▸ **Extracted entries**:

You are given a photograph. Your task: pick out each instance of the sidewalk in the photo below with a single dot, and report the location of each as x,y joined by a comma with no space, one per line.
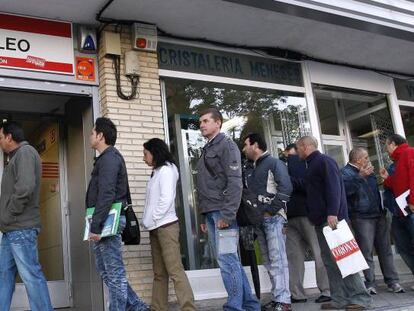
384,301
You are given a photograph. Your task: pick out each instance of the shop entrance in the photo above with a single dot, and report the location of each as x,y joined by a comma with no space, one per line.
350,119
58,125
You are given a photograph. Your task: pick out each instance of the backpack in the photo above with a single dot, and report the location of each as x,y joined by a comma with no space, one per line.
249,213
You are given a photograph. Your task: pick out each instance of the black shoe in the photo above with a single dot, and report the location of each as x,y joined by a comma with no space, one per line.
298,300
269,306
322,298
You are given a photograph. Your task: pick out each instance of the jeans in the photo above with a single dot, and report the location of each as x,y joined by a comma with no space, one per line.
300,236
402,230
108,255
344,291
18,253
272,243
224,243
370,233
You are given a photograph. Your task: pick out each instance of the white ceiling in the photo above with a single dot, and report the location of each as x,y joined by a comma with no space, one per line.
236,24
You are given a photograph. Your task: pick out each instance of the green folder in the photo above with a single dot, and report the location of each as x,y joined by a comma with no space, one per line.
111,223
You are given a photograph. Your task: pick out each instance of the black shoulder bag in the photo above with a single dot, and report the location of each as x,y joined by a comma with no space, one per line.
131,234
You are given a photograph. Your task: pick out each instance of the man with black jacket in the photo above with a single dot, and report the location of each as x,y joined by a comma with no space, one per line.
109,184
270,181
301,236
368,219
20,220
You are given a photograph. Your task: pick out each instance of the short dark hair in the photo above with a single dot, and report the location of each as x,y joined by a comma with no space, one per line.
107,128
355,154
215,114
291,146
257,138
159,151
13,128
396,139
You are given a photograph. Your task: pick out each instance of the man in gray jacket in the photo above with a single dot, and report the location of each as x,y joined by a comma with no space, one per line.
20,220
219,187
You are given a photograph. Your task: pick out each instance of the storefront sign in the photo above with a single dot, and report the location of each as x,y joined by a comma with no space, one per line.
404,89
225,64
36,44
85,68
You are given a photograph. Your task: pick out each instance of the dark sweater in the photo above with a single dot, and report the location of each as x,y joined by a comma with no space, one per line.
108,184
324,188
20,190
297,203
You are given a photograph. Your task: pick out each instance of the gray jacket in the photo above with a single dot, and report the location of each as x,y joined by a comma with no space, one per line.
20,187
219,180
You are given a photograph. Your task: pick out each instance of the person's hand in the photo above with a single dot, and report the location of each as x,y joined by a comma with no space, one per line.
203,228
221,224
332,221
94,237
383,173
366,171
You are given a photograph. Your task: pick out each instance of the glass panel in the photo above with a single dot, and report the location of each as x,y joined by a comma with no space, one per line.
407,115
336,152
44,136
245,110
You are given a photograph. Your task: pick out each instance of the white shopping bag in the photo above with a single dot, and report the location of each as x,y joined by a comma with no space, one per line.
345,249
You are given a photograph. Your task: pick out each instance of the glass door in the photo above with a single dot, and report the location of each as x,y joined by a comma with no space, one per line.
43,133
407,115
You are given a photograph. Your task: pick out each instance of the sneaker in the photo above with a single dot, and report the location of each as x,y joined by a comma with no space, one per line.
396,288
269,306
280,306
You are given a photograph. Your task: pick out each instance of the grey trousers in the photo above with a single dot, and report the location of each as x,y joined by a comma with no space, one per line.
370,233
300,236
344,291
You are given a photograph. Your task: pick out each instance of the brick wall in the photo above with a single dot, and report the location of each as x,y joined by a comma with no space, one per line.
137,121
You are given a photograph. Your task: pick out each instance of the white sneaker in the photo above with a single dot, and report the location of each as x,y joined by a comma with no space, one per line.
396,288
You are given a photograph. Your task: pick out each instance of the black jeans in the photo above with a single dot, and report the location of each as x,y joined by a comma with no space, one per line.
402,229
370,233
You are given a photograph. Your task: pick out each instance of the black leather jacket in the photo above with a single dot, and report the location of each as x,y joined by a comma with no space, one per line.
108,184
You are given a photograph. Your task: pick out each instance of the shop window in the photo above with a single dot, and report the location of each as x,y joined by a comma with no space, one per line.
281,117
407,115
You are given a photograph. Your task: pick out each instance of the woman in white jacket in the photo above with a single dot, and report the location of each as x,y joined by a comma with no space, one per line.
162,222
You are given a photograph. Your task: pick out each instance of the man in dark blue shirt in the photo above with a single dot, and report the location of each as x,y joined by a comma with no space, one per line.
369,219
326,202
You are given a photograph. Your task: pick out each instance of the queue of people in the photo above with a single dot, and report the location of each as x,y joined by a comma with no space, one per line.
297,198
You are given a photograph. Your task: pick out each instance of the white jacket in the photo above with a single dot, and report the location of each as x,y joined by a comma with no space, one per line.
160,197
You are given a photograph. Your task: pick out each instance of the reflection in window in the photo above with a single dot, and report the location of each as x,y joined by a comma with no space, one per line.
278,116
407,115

▸ **Written problem**:
Output exactly the lines between the one containing "of the queue" and the final line above, both inclusive.

▸ **Reply to the task**:
You are given a photograph. Your task: pick out each instance of the queue of people in the photo above with a single dot, and report the location of each as x,y joined by a comma with no space, one per line.
297,198
You are given a photograph. Your task: pick out each instance of the white jacket in the photo above with a single dot, and report the location of each as x,y joined by a comma with no space, one per line.
160,197
You are given a photograph. Your task: pick out each instance of the reflection in window in the photo above with a single dot, and report the location of each as x,y joined by a comma with no space, one per line.
278,116
407,115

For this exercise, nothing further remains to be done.